Copy everything from "## Mixy (Dec" down to "Aristo-Craft G tracks)." in the SCARM forum thread, substituting "track sets" for "track libraries".

╭─ Passage shown

Now with 2D/3D shapes and objects for representing of buildings, platforms, roads, signals and many other railway and layout related items and accessories. The enthusiasts will be able even to create the interior of the room where their layout will be standing  The user can easily create many things with the figures in SCARM, but there are also some items that will be unable to be shaped and I have to work more in order to solve this. However, there are some already predefined figures and objects like signals, trees and lamps and more will come in the future. Before start working with the new version, pleasе check the items, marked with “new” in the FAQ section of the documentation for explanation how to use the new features of SCARM.

There is an example layout: Sample1_HO.zip. Download it, unzip and open in SCARM to see in details some of the new features. The following are a few pics taken from the sample layout (click to enlarge):

   

Remember, that SCARM is still in beta stage of development and sometimes may not work as expected. Always create archives of your layouts and save changes in the files with incremental names (just in case) i.e. *layout_1.scarm*, *layout_2.scarm* and so on. Please report any bugs or error messages with explanation how, when and where in the program they occur and I will try to fix them as soon as possible.

Hope that all of you will like the new version of SCARM 

Mixy


----------



## tjcruiser (Jan 10, 2010)

Looks like very functional developmental progress, Mixy. Thanks for keeping all of our forum guys in the loop here!

TJ


----------



## Mixy (Dec 14, 2010)

*Scarm 0.9.5*

Thank you, TJ 

Next significant SCARM update 0.9.5 is ready and published on www.scarm.info 

The most important new features are the ability to set track colors and 1:1 zoom factor for exact printouts of particular track pieces along with some new and updated track libraries (like Aristo-Craft G tracks).

To set the track colors, use the color menu, displayed by dedicated new button in the toolbar (next to Tunnel button). If there is selection, all tracks in it will be colored with the chosen color and newly added tracks will be colored with last selected color (visible on the button). There is a small bug – tracks, repeated by pressing of Spacebar are not automatically colored, but I will fix it in the next update.

To print in 1:1, select *View* > *Scale* > *1 to 1* from the menu – the Print Preview page will be displayed and adjusted exactly at 1:1 zoom factor. You can print in 1:1 even whole layouts, but for now this can be done only manually (page by page) and is not convenient for large layouts. In the next days, I will try to create an example about 1:1 printing for those of you, who want to use this feature 

Mixy


----------



## mwpeber (Dec 5, 2011)

Thanks and great software Mixy! I am trying to use it to design a new model railroad and am having difficulty figuring out how to make curves in my baseboard. Is that possible, or do I have just approximate it by utilizing a bunch of short lines?

╰─
╭─ Given data

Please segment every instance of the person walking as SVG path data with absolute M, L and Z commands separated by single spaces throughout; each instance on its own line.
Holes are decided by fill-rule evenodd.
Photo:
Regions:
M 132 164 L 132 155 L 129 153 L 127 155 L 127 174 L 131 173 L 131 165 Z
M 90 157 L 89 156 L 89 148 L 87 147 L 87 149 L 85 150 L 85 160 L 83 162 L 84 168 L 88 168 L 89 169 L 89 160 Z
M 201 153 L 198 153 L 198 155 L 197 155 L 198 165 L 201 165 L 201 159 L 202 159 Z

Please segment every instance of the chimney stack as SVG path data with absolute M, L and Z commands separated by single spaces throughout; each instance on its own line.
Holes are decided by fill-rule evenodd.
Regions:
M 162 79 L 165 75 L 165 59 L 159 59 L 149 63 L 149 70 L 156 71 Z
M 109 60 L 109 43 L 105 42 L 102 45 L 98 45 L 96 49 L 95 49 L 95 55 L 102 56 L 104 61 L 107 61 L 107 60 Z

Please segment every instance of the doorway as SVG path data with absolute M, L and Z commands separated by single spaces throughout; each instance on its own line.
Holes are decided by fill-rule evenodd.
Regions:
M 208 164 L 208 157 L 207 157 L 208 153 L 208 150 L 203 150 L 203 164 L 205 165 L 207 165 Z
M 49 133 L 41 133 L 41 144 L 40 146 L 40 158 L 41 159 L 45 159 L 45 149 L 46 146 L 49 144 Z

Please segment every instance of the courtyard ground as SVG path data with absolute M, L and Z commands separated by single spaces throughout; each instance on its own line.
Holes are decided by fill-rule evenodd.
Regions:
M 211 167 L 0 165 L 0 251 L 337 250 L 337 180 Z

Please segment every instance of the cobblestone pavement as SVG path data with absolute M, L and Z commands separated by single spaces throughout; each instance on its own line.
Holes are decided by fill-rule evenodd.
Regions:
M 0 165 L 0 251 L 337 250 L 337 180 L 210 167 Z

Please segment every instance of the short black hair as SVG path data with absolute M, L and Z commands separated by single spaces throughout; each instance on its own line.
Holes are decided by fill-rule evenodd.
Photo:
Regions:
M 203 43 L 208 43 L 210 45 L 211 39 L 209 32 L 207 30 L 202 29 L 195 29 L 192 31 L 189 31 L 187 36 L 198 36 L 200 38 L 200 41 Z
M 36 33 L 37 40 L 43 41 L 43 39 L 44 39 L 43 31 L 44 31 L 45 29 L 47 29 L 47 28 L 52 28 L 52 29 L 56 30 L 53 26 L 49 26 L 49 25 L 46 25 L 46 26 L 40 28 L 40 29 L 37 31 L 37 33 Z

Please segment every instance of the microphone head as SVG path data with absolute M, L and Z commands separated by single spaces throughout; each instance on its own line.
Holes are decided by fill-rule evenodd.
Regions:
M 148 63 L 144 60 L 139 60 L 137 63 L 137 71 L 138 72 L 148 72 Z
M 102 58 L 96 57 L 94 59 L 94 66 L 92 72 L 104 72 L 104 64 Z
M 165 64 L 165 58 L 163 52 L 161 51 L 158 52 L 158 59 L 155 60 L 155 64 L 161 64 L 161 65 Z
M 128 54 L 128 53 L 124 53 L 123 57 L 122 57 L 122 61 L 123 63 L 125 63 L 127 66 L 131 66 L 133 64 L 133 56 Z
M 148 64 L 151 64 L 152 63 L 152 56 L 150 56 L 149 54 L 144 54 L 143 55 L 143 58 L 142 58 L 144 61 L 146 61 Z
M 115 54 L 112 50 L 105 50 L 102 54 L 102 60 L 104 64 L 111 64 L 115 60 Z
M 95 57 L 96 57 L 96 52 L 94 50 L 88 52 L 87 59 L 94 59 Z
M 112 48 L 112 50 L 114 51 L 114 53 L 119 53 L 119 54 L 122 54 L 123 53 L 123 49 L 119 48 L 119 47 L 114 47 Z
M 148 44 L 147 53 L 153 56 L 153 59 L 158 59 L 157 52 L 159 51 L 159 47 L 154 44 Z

╰─

_Answer to the task_
## Mixy (Dec 14, 2010)

*Scarm 0.9.5*

Thank you, TJ 

Next significant SCARM update 0.9.5 is ready and published on www.scarm.info 

The most important new features are the ability to set track colors and 1:1 zoom factor for exact printouts of particular track pieces along with some new and updated track sets (like Aristo-Craft G tracks).